:: Source extract ::
Isaac argues that the magistrate court ignored his evidence that Lisa abused the children and was a negligent mother. However, as discussed above, the magistrate court did consider the evidence presented by Isaac, along with Lisa’s explanation, and found that Isaac’s allegations did not rise to the level of child abuse. For the reasons discussed previously, we find no error in its conclusion that Isaac’s evidence did not establish Lisa had engaged in child abuse as defined in section 16-1602(1)(a). We affirm the district court’s decision affirming the magistrate court’s decision awarding Lisa sole physical custody.
D. The district court erred when it affirmed the magistrate court’s decision awarding joint legal custody while at the same time giving Lisa final decision-making authority on all matters.
In its written decision following trial, the magistrate court awarded Isaac and Lisa joint legal custody while also ordering that, if the parties could not agree on an issue, Lisa had final decision-making authority:
(Alteration in original; emphasis added.)The issue of legal custody is before the court. The court maintains that the parties should be required to “... share the decision-making rights, responsibilities and authority relating to the health, education and general welfare of a child or children.” Idaho Code § 32-717B. The court concludes that the parties are capable of so doing, so long as they both continue to put the best interest of the minor children in front of their own interests. The court concludes that it is important for both parties to be apprised of actions that affect the minor children in these areas. PROVIDED, HOWEVER, if the parties do not agree on issues relating to the health, education and general welfare of the minor children Lisa shall have the final say and determination as to how to proceed, at all times, on all such issues, at her sole discretion, even over Isaac’s objection.
Under this condition, only, the court concludes that it is in the best interest of the minor children to maintain between the parties joint legal custody of the minor children.

:: Given information ::
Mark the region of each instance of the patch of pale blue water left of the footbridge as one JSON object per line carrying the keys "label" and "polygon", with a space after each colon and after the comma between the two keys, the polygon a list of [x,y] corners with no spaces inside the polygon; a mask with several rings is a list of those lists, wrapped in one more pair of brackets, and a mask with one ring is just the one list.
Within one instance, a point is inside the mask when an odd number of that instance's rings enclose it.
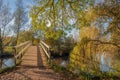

:: The task ::
Retype the passage from the court opinion above on child custody, starting with "Isaac argues that" and going on through "on all matters.".

:: Exercise answer ::
Isaac argues that the magistrate court ignored his evidence that Lisa abused the children and was a negligent mother. However, as discussed above, the magistrate court did consider the evidence presented by Isaac, along with Lisa’s explanation, and found that Isaac’s allegations did not rise to the level of child abuse. For the reasons discussed previously, we find no error in its conclusion that Isaac’s evidence did not establish Lisa had engaged in child abuse as defined in section 16-1602(1)(a). We affirm the district court’s decision affirming the magistrate court’s decision awarding Lisa sole physical custody.
D. The district court erred when it affirmed the magistrate court’s decision awarding joint legal custody while at the same time giving Lisa final decision-making authority on all matters.